◆ Quoted passage
________

Cummings delighted the political science fraternity with his display in the Attlee suite in Portcullis House. He was, Matthew Flinders of the University of Sheffield asserted, “at his most magnificent and Machiavellian: a quite beautiful case study in the art of planting seeds and laying traps.” The Spectator, a magazine once edited by Johnson, was blind to the retributive nature of the testimony. “His decision to identify the many mistakes made at the start of the pandemic is not about seeking vengeance; it is a vital process to ensure that errors are identified and not repeated.” How noble.
To a degree, the Cummings account is useful in pointing out administrative failings. The pandemic blueprint was inadequate, developed to fight influenza rather than respiratory variants in the form of coronavirus. Dissenting views were not countenanced. “It was a classic historical example of groupthink in action,” assessed Cummings. “The more people from outside attacked, the more internally said, ‘They don’t understand, they haven’t got access to our information.’”

________

◆ Exercise details
Copy the passage on Cummings's testimony word for word, in full.

◆ Record excerpts
________

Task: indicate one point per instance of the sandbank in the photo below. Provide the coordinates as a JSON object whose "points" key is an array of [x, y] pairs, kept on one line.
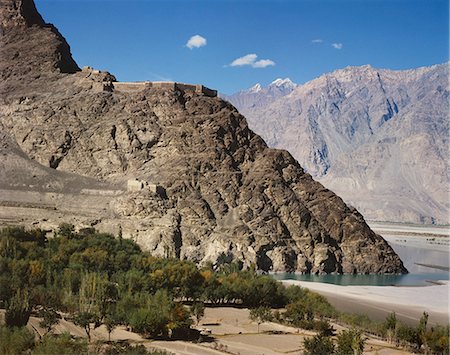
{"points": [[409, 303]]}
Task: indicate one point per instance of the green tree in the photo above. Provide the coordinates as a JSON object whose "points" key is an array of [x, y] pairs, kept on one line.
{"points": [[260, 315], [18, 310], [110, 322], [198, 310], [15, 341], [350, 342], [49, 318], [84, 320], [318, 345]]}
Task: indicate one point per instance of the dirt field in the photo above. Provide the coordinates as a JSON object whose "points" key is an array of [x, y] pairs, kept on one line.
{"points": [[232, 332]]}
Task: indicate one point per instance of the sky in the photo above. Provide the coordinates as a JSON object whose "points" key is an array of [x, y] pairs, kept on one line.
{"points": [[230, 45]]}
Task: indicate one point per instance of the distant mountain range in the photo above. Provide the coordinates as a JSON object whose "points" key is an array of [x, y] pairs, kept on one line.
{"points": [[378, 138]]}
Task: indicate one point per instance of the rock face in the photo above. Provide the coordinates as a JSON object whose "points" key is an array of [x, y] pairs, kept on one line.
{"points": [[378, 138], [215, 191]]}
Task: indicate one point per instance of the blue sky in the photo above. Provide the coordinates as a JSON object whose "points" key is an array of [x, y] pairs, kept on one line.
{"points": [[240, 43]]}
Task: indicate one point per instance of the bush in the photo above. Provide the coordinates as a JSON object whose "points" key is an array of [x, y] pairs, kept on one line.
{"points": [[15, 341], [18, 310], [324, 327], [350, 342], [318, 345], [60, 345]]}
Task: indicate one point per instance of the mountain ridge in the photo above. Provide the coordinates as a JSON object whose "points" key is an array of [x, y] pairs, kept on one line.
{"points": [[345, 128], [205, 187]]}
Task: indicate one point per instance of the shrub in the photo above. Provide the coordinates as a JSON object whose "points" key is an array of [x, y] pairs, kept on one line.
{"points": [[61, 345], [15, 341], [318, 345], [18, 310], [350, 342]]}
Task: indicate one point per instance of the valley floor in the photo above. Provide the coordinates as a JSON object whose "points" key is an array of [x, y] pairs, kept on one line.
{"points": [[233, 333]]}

________

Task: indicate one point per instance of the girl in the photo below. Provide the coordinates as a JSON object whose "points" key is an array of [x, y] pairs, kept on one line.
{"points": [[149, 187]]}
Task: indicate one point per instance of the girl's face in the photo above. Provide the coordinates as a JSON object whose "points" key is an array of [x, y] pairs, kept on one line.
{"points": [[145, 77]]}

________

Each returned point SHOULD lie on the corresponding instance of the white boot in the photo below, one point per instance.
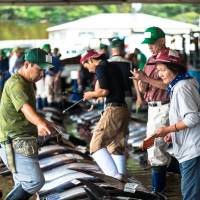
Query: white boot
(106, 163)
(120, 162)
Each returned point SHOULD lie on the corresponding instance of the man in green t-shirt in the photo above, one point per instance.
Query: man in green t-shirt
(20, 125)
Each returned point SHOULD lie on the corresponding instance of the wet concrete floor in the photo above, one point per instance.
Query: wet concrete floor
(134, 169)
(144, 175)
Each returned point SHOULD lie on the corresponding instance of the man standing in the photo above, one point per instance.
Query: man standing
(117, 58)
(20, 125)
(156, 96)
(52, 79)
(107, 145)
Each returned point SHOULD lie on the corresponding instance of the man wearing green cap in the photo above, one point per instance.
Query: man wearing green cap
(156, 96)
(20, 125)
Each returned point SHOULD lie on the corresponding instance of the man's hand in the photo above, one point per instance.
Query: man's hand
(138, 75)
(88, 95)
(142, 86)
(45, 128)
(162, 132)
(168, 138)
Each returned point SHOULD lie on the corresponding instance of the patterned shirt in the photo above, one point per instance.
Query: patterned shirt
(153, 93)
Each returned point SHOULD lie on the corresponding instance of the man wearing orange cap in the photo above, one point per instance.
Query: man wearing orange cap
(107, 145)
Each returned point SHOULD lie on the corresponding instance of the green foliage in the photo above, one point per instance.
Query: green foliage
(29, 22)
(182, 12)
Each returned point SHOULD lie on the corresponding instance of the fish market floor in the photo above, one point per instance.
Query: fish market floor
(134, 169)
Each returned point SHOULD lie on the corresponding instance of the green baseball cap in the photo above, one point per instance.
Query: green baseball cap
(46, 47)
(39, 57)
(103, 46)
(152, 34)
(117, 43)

________

◆ Solution
Cummings delighted the political science fraternity with his display in the Attlee suite in Portcullis House. He was, Matthew Flinders of the University of Sheffield asserted, “at his most magnificent and Machiavellian: a quite beautiful case study in the art of planting seeds and laying traps.” The Spectator, a magazine once edited by Johnson, was blind to the retributive nature of the testimony. “His decision to identify the many mistakes made at the start of the pandemic is not about seeking vengeance; it is a vital process to ensure that errors are identified and not repeated.” How noble.
To a degree, the Cummings account is useful in pointing out administrative failings. The pandemic blueprint was inadequate, developed to fight influenza rather than respiratory variants in the form of coronavirus. Dissenting views were not countenanced. “It was a classic historical example of groupthink in action,” assessed Cummings. “The more people from outside attacked, the more internally said, ‘They don’t understand, they haven’t got access to our information.’”